Work to complete:
a: In the gas market article, what share of Western Europe's gas demand does Russia supply?
b: Reproduce a passage from the gas market article, starting with "The irony here" and going on through "as yet unclear.".

Page text:
Feature Stories | Mar 19 2014
This story features SANTOS LIMITED, and other companies. For more info SHARE ANALYSIS: STO
– International gas market dynamics remain in flux
– Australian LNG producers to enjoy window of opportunity in years ahead
– Major LNG Projects potentially facing temporary gas shortage from late 2015
By Greg Peel
One of the issues arising from the current geopolitical tensions in the Ukraine is that of European gas supply. Russia supplies 30% of Western Europe’s gas demand and having been built in the old Soviet Union days, the pipelines which deliver that gas cut straight through the Ukraine. This puts the relationship between the European Union and Russia on a tenuous footing – the EU has to go easy on any sanctions it imposes on Russia in response to its Crimean infiltration and Russia cannot really afford to lose the export revenues it generates.
Beyond this trade diplomacy, there is also a risk upset Ukrainians will sabotage the pipelines, as was the case in 2009 when Ukraine-Russia tensions last erupted.
Sabotage aside, analysts do not expect Moscow to give the order to cut of European gas exports. But even it does, or the pipelines are otherwise compromised, Europe and the UK have just enjoyed a very wet but relatively mild winter. In the Netherlands for example, the mildest winter since 2008 has seen gas prices fall to their lowest level in two years given reduced demand for heating. Most European hubs are carrying stored gas at levels 20% above the same time last year, and 25% in the case of the UK, National Australia Bank analysts report. Were imports to be disrupted, there would be little immediate impact.
By contrast, the US has been enduring a fierce winter which has seen low temperature records broken at many points across the country. Frigid temperatures in January led to record levels of withdrawals of gas from storage, even on a seasonally adjusted basis. The US Energy Information Agency predicts gas inventories will end the “heating season” at end-March at a six-year low.
The extraordinarily cold US winter has evoked extraordinary volatility in US gas prices. The Henry Hub benchmark price was trading below US$3.50/mmbtu in November and in the last week of January passed through US$5.00 for the first time in three years. In the first week of February the US$6.00 mark was exceeded. In mid-March, at the time of writing, the price is back at US$4.50.
The irony here is that this decade’s shale gas “explosion” in the US has so increased domestic supply that domestic prices have fallen to a level which makes additional gas drilling marginal, hence rig counts across the shale fields are at a low. At least had fallen to such a level prior to this winter. As to where the Henry Hub price will settle when the snow melts is as yet unclear.
What is clear is that the US energy industry is desperate to export its shale oil riches to foreign buyers, particularly in Asia, so as maximise the potential profits from capital deployed. The US government is less keen on such a venture, given America has for many decades been reliant on oil exports from its enemies to fuel its economy and now that energy self-sufficiency beckons (if Canadian resources are included), it seems foolish to suddenly give that energy away to the likes of China, thus providing China with the opportunity to cheaply fuel its own competing economy on imported US gas.
To that end, the US government had placed a ban on gas exports to countries with which the US has no free trade agreement (which includes China and Japan). But under intense energy industry, and thus political, lobbying, the US government has since agreed to limited exports to non-FTA destinations. Indeed, as of this month the Obama Administration has now given approval to six LNG export facilities. There are a further 17 seeking approval.

Given data:
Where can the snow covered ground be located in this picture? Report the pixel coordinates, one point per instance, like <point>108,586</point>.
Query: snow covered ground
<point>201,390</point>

Full solutions:
a: Russia supplies 30% of Western Europe's gas demand.

b:
The irony here is that this decade’s shale gas “explosion” in the US has so increased domestic supply that domestic prices have fallen to a level which makes additional gas drilling marginal, hence rig counts across the shale fields are at a low. At least had fallen to such a level prior to this winter. As to where the Henry Hub price will settle when the snow melts is as yet unclear.